WHAT YOU NEED TO DO
1. According to the text on Ventimiglia, why did France reintroduce border checks in June 2015?
2. Copy the passage of the text on Ventimiglia from "Ventimiglia is idyllic." up to and including "along the shore.".

TEXT
===============

Ventimiglia is idyllic. It sits just across the Italian border from the French Riviera. The piercingly blue waters of the Mediterranean churn against its rocky beaches, and its buildings, painted in earthy pastels, back up against the foothills of the Alps. On Fridays, the normally quiet streets are bustling with French tourists who cross the border by car, train, and bicycle to shop in its famous markets where artisans and farmers sell clothes, leather items, fresh produce, truffles, cheeses and decadent pastries. Families with young children and elderly couples stroll along the streets and sit at sidewalk cafes or eat in one of the many restaurants along the shore.
But just a short walk from the town centre, another set of visitors inhabits what seems like an entirely different world. These people are mostly from sub-Saharan Africa and have crossed the Mediterranean Sea in search of safety, economic opportunity, or both. For them, Ventimiglia is a bottleneck – one of many points where people get stuck along the long and brutal migration trail stretching from east and west Africa into northern Europe.
Their Ventimiglia consists of rows of blanket-laden mattresses under a bridge; a crowded, volunteer-run information point where they can charge their phones and use the internet; a secluded riverbank where they wash their clothes; long lines at a local charity where they wait in turn to shower and receive their morning meal; and a parking lot where they whittle away time playing football, sitting, watching, and waiting to try to cross the border to France.
This Ventimiglia is a purgatory. On the dividing line between two of the founding member states of the EU, it is a distillation of the neglect and trauma asylum seekers experience at each step of the desperate journey towards Europe, and a place where their dreams of a better life begin to crumble.
Forced to cross illegally
Home to 24,000 people, Ventimiglia is just five miles (eight kilometres) from the French-Italian border. Its railway station is the last stop in Italy before the tracks crossover into France. The economy is reliant on the free movement of people and goods across the border, a benefit of the Schengen Agreement, which abolished passport controls within the EU. But in June 2015, as an unprecedented number of asylum seekers were crossing the Mediterranean for the second year in a row, France reintroduced border checks in an attempt to stop refugees and migrants from entering its territory.

===============

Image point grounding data

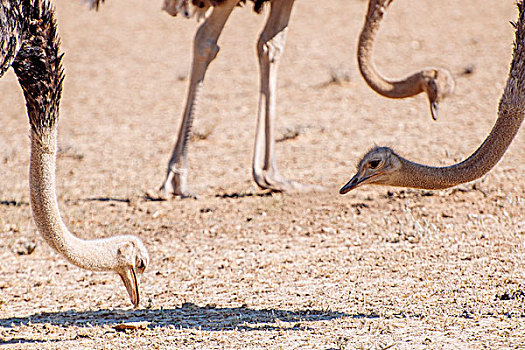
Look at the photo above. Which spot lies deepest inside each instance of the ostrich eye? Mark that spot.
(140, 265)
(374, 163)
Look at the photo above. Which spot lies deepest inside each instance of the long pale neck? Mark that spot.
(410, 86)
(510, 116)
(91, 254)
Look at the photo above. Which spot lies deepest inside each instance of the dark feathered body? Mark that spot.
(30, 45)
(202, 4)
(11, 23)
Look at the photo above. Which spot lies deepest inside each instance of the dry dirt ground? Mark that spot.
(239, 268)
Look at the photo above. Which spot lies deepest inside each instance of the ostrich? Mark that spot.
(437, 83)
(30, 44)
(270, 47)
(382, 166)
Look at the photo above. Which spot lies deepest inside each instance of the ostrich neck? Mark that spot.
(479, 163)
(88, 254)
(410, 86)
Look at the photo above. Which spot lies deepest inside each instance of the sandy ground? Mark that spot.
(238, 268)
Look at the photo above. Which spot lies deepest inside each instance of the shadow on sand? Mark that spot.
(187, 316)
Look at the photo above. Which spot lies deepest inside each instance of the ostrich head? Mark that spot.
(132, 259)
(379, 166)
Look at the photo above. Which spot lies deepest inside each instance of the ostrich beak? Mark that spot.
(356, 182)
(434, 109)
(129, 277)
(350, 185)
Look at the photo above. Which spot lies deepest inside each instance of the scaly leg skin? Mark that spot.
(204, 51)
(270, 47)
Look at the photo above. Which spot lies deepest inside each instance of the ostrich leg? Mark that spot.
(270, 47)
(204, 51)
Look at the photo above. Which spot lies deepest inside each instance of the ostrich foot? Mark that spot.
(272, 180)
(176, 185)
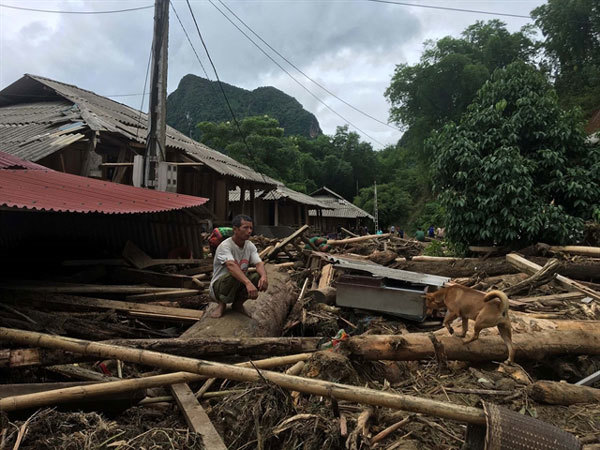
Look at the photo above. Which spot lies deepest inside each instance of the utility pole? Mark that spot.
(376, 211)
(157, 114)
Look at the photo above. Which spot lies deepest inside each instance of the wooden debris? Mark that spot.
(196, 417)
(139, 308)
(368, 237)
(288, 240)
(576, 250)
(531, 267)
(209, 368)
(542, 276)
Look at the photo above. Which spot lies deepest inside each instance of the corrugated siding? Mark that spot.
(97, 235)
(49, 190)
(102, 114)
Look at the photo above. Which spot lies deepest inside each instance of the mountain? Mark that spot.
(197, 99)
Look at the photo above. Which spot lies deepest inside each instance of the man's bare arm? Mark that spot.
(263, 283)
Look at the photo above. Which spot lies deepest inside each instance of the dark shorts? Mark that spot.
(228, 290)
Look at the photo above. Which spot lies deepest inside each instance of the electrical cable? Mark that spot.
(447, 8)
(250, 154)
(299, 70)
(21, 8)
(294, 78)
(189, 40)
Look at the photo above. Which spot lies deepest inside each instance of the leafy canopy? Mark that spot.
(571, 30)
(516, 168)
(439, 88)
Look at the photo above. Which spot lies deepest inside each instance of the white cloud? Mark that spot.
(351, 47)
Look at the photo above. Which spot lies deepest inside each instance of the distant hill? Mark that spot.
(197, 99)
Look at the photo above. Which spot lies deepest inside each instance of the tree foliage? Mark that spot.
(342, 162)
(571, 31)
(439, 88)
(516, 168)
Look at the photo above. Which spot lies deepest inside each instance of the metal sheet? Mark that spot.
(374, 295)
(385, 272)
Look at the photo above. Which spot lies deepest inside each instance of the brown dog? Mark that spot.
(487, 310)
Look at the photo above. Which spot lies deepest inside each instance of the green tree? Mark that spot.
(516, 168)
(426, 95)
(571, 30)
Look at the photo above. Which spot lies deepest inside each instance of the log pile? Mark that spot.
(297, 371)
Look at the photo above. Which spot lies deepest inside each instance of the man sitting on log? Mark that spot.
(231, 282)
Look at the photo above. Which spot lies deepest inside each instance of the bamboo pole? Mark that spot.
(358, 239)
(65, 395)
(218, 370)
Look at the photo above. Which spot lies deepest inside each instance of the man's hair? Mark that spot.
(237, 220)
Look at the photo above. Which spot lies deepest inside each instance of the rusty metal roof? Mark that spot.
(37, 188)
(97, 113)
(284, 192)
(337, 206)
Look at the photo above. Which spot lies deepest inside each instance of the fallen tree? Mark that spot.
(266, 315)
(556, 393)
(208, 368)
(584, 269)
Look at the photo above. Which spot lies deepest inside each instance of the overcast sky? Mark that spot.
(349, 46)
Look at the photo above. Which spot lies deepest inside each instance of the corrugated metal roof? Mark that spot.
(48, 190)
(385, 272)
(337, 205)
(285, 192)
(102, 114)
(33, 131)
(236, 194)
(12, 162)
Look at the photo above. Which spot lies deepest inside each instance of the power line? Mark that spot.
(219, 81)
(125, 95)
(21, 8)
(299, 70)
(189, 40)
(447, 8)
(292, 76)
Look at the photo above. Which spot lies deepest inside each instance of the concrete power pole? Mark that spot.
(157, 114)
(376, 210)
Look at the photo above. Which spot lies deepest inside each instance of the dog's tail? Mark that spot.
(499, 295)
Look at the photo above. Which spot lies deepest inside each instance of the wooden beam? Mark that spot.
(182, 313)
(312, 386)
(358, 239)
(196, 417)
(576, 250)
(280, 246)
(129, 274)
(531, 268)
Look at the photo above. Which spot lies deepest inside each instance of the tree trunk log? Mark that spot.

===============

SOLUTION LIST
1. An unprecedented number of asylum seekers were crossing the Mediterranean for the second year in a row. France reintroduced border checks in an attempt to stop refugees and migrants from entering its territory.

2.
Ventimiglia is idyllic. It sits just across the Italian border from the French Riviera. The piercingly blue waters of the Mediterranean churn against its rocky beaches, and its buildings, painted in earthy pastels, back up against the foothills of the Alps. On Fridays, the normally quiet streets are bustling with French tourists who cross the border by car, train, and bicycle to shop in its famous markets where artisans and farmers sell clothes, leather items, fresh produce, truffles, cheeses and decadent pastries. Families with young children and elderly couples stroll along the streets and sit at sidewalk cafes or eat in one of the many restaurants along the shore.